§ Work required
Pull out every line in the items below that contains the word "background", and copy each one in full.

Start of Given records

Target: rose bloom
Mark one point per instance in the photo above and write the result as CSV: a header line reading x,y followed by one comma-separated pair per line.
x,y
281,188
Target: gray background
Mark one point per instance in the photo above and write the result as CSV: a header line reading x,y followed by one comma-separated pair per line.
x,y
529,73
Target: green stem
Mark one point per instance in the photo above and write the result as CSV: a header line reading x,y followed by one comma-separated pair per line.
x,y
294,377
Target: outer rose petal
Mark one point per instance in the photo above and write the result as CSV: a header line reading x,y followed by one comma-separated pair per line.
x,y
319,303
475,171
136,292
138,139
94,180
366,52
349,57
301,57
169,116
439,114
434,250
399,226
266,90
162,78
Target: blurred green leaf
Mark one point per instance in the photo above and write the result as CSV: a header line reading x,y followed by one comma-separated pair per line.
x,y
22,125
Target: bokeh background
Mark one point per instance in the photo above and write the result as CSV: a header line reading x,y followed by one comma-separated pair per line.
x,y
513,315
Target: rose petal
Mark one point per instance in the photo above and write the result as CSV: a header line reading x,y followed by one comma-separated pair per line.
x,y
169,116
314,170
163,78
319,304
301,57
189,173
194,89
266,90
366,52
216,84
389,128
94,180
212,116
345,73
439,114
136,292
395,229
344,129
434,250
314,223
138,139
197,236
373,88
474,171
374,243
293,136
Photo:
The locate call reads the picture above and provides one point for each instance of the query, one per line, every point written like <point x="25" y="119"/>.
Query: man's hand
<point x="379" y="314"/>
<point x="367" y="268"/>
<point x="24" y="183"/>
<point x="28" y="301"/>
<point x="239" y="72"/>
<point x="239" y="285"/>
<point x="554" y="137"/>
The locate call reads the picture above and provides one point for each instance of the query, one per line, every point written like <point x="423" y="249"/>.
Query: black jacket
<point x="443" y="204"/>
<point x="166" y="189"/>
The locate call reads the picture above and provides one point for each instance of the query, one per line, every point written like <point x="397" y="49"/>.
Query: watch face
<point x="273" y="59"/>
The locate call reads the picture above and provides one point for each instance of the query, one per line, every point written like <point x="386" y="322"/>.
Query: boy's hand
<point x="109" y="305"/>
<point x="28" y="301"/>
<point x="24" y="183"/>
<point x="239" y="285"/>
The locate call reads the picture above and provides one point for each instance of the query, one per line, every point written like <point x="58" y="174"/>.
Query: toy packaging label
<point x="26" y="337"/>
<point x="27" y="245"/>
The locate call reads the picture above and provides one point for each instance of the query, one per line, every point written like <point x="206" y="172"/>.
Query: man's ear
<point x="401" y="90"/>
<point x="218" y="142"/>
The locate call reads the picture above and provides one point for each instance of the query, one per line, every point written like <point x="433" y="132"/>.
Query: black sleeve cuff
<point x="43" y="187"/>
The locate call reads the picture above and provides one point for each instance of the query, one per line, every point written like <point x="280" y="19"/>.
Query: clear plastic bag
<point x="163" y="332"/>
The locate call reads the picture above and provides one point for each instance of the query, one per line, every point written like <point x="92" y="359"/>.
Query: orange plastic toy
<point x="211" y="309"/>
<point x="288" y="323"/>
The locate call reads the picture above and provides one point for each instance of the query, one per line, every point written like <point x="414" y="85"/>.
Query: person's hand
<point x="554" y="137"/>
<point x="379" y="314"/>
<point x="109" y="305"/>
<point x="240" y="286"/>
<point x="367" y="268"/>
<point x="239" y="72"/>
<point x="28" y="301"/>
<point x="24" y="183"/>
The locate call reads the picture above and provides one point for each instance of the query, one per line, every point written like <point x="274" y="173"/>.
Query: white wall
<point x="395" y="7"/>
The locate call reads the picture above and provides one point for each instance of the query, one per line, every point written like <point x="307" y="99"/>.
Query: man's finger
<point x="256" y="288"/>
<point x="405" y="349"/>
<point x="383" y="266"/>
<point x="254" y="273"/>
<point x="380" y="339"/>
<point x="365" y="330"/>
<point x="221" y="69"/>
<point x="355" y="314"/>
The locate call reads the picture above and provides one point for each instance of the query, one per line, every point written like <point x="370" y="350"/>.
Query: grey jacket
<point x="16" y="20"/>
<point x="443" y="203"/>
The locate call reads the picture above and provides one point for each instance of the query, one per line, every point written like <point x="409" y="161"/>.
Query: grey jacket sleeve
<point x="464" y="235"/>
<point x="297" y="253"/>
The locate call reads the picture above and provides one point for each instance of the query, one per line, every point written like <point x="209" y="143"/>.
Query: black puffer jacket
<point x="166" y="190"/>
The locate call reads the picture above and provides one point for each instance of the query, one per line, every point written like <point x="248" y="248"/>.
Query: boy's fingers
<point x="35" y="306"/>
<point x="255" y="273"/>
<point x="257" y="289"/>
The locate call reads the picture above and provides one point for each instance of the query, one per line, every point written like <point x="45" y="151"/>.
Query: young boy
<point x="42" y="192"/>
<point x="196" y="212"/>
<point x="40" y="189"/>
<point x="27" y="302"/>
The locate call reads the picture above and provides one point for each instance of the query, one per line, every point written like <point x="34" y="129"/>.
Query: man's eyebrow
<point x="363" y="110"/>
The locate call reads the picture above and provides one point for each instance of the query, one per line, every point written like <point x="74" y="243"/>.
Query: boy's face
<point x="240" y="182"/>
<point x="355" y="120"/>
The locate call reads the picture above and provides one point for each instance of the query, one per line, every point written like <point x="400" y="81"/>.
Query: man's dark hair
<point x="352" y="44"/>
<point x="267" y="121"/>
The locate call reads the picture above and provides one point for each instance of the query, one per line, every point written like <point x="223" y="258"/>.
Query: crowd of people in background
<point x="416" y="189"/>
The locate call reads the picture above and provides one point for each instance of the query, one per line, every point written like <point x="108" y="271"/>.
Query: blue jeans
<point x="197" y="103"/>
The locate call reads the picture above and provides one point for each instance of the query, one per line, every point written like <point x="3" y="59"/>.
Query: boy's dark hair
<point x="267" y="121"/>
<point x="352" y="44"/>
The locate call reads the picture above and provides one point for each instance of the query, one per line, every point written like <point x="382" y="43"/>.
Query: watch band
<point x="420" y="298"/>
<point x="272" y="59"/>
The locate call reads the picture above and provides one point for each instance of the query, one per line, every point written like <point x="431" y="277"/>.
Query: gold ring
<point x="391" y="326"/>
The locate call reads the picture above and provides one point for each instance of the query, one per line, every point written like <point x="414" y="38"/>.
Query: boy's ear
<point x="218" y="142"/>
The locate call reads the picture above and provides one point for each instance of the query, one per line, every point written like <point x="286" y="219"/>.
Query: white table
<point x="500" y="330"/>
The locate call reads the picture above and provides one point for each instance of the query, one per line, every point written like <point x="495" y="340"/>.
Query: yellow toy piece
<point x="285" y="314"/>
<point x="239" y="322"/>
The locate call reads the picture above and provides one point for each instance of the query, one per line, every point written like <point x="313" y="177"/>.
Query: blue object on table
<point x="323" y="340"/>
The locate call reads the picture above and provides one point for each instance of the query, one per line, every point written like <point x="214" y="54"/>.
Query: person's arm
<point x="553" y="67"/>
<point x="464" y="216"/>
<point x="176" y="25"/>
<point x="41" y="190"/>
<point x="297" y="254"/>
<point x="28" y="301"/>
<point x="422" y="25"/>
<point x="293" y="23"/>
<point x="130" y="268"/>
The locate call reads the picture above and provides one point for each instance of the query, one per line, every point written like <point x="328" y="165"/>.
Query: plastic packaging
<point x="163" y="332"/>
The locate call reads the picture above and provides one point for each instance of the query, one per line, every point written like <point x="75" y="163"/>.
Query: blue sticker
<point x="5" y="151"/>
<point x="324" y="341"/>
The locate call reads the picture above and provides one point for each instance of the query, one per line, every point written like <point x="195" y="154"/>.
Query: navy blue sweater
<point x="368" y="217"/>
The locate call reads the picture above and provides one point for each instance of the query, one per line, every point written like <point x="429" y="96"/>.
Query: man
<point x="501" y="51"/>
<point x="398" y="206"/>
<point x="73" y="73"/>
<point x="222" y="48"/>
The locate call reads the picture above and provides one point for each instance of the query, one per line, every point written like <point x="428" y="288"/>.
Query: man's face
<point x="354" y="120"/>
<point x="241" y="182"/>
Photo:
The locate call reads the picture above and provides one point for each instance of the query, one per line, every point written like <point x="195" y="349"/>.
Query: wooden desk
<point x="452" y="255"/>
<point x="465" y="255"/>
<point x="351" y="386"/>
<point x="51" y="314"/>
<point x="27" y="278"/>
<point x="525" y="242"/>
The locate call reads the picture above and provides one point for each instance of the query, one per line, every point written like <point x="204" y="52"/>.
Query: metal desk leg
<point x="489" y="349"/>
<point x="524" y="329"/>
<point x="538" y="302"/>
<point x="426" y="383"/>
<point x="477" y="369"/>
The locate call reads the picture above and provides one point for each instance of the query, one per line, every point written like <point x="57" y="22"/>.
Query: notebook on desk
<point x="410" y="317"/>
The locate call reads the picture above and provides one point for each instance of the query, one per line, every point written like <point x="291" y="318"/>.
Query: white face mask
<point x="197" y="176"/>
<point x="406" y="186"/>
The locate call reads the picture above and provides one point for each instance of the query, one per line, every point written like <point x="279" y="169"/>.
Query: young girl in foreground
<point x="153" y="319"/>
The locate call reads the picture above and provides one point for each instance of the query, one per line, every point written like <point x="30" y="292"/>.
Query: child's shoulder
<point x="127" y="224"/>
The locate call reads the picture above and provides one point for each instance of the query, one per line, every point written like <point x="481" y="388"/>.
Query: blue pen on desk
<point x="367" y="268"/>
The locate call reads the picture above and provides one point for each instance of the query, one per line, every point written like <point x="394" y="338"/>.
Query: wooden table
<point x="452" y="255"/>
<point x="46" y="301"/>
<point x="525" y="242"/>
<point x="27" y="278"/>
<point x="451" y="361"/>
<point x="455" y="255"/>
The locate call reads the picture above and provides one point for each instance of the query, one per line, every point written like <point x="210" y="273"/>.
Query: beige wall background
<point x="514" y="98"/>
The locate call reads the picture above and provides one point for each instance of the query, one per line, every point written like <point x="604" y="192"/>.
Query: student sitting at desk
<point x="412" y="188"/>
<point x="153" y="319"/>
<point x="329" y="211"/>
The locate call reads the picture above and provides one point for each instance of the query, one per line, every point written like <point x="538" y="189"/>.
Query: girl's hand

End of Given records

§ Solution to the problem
Target: gray background
Target: bokeh background
Query: crowd of people in background
Query: beige wall background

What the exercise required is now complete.